**Short problem**
Count the lines of the material below that contain the string "flower", with case counting, and give only that number.

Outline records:
+ + + +
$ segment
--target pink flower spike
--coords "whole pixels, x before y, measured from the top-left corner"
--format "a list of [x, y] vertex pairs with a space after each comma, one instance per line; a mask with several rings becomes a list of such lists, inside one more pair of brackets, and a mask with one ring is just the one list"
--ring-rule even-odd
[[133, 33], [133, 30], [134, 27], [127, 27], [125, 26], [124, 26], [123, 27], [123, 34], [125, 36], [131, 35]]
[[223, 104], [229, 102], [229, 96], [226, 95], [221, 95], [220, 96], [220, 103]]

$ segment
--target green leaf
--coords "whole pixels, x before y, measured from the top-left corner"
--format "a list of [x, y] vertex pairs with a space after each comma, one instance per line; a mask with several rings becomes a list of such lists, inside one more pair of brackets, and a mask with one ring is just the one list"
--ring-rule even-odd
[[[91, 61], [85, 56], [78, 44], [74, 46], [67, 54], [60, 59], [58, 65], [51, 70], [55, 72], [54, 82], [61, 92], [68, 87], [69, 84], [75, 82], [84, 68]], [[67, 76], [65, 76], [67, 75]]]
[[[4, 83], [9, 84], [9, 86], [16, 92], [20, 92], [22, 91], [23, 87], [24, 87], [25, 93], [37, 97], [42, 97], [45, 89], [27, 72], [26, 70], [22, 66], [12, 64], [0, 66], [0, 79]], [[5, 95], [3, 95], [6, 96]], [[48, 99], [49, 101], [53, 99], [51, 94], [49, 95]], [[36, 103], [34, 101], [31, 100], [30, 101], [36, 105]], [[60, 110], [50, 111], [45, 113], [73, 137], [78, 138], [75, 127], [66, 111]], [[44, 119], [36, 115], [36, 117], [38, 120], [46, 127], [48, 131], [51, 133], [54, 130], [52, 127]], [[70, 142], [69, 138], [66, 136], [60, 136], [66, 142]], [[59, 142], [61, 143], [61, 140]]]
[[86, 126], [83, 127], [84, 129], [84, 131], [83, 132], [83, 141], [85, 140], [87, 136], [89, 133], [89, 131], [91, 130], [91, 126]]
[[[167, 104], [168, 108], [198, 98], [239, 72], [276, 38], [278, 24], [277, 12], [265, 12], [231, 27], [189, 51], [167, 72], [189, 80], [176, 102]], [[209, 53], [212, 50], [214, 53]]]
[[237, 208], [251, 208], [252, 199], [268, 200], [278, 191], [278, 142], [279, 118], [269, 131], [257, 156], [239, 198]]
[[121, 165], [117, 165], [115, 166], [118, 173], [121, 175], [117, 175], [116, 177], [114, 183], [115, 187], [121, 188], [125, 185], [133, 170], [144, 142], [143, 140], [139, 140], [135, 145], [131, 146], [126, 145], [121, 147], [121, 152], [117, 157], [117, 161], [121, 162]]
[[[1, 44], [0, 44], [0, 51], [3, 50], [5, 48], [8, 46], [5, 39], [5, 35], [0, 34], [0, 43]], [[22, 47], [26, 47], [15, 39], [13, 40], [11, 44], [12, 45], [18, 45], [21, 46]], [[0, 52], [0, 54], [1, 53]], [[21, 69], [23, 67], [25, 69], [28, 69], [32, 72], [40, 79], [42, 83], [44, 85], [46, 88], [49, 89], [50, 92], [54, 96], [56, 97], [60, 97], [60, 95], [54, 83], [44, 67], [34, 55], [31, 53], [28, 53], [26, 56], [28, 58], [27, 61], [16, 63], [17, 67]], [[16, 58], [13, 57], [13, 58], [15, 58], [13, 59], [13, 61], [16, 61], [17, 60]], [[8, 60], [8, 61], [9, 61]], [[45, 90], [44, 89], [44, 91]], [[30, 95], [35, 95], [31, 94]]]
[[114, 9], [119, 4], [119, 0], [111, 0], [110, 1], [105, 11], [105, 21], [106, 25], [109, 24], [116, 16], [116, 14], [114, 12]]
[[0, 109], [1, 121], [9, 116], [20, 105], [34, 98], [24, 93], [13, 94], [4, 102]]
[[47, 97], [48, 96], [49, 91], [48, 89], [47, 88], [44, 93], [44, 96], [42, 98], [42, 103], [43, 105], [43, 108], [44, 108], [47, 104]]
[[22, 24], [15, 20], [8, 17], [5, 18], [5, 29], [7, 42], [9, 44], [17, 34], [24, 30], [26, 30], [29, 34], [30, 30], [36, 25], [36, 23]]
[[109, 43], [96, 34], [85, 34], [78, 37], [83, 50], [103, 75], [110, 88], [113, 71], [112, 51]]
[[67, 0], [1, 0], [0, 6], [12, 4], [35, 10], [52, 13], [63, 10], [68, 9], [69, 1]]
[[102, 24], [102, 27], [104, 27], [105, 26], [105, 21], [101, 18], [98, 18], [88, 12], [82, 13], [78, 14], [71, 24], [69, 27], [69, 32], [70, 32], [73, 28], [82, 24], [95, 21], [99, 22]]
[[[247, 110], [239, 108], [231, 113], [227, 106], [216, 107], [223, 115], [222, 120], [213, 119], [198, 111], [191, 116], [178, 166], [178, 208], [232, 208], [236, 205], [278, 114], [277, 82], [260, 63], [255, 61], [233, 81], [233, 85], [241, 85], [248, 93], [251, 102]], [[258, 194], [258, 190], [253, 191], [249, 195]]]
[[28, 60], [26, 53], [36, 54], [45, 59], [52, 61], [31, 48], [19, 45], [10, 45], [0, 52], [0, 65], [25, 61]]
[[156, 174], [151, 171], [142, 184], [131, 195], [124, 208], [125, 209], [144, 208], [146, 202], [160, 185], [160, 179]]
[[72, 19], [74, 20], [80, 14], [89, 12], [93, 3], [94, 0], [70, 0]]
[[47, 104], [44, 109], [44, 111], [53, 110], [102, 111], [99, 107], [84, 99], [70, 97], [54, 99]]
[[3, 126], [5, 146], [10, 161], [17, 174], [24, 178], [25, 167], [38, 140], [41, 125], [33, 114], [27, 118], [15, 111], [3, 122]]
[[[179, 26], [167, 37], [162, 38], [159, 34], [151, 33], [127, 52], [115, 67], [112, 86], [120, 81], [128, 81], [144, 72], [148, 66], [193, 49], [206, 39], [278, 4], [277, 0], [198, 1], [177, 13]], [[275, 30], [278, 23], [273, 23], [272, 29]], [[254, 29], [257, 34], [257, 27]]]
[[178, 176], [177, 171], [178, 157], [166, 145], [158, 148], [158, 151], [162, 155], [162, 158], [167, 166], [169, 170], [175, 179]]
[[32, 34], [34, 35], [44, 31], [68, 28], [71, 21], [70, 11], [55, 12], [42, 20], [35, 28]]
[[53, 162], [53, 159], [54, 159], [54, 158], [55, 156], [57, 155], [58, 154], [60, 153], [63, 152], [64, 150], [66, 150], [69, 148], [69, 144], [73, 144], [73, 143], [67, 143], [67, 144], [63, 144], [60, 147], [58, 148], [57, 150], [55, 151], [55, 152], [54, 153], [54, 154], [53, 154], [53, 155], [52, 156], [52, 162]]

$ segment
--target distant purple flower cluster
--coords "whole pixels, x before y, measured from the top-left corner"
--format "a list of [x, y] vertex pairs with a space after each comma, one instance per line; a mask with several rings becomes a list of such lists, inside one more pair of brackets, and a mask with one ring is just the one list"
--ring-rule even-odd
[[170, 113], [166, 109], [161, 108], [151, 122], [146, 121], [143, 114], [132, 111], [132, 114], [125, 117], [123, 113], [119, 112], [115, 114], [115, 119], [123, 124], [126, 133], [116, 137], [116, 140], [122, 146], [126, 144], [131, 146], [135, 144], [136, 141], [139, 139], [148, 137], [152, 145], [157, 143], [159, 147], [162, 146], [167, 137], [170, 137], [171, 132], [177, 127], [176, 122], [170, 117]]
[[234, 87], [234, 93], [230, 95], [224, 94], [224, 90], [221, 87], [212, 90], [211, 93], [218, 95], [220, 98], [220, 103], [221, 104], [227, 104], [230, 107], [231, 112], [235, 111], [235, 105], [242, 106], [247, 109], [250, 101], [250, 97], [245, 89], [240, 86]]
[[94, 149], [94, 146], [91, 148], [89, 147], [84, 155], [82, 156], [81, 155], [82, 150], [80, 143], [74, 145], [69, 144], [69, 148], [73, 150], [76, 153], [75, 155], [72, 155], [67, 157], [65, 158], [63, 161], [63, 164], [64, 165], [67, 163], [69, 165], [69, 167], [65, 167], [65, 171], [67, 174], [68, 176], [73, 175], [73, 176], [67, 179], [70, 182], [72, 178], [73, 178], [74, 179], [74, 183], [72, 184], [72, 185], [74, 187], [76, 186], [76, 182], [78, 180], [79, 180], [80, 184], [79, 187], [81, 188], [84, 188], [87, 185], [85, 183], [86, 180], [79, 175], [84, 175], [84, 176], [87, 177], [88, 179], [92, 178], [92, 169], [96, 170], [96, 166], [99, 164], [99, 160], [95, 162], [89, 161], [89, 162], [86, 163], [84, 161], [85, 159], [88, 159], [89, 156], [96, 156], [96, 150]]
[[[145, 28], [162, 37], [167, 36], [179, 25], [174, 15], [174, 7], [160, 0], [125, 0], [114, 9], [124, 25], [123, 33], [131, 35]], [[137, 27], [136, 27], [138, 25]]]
+ + + +
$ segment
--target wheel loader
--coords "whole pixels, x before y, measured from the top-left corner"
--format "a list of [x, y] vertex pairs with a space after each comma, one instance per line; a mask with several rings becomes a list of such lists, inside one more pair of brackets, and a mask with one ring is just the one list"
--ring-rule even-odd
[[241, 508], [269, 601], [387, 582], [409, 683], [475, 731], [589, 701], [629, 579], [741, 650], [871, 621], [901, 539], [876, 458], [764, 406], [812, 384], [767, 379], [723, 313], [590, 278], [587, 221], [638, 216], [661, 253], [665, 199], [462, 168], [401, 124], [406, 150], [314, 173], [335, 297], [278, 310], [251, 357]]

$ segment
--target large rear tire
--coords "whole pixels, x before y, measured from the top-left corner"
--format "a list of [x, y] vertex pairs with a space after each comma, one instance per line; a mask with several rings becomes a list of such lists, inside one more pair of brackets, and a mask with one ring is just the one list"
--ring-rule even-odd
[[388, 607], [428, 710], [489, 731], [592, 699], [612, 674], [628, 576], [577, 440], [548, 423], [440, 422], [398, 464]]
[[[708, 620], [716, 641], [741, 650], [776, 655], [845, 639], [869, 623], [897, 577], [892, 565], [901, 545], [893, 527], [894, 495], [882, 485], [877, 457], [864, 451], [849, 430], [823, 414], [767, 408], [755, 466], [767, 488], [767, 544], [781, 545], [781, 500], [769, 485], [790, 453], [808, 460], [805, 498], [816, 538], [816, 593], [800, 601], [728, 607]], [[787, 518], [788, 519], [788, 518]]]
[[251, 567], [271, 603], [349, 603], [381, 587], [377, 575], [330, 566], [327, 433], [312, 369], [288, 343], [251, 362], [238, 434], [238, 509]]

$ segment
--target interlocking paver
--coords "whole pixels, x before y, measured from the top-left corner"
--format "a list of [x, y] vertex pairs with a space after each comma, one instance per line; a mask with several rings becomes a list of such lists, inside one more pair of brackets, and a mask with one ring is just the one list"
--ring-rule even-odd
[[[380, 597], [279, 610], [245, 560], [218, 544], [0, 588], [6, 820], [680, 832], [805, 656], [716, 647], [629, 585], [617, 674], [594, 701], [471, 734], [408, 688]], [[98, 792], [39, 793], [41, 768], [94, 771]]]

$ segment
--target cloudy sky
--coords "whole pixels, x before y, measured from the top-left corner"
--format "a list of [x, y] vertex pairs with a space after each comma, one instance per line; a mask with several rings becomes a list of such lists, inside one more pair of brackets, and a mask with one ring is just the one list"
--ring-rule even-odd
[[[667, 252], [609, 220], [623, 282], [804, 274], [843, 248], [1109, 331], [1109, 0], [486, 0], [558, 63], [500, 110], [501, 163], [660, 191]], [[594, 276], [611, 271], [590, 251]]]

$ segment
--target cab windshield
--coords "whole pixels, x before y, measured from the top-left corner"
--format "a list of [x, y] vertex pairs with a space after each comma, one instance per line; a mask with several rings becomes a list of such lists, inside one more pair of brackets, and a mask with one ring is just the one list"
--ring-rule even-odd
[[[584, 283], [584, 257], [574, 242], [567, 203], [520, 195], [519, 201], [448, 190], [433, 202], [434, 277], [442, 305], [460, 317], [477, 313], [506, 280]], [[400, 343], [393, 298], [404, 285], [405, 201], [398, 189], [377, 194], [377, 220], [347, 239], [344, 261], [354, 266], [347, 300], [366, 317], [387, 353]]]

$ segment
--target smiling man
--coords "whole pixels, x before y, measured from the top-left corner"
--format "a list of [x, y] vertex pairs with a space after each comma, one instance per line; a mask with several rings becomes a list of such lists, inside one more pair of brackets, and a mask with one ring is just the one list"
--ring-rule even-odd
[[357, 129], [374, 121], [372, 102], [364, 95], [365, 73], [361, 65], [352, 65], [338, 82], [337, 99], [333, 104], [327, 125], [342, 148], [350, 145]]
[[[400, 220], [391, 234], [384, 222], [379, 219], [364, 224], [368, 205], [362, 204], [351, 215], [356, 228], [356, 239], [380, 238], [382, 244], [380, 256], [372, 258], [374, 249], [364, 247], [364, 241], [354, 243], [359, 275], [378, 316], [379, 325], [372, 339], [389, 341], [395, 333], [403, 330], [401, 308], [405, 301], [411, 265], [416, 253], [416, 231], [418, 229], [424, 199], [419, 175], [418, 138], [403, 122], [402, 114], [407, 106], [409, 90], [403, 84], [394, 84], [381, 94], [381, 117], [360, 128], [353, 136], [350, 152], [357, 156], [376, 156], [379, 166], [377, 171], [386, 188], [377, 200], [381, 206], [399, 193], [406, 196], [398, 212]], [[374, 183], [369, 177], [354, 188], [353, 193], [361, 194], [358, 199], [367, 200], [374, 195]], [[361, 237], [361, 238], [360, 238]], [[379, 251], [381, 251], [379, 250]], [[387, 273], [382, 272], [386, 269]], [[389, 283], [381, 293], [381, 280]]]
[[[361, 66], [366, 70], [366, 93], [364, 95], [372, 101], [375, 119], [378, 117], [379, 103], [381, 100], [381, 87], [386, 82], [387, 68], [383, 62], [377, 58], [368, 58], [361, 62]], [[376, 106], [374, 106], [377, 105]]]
+ + + +
**Problem solution**
2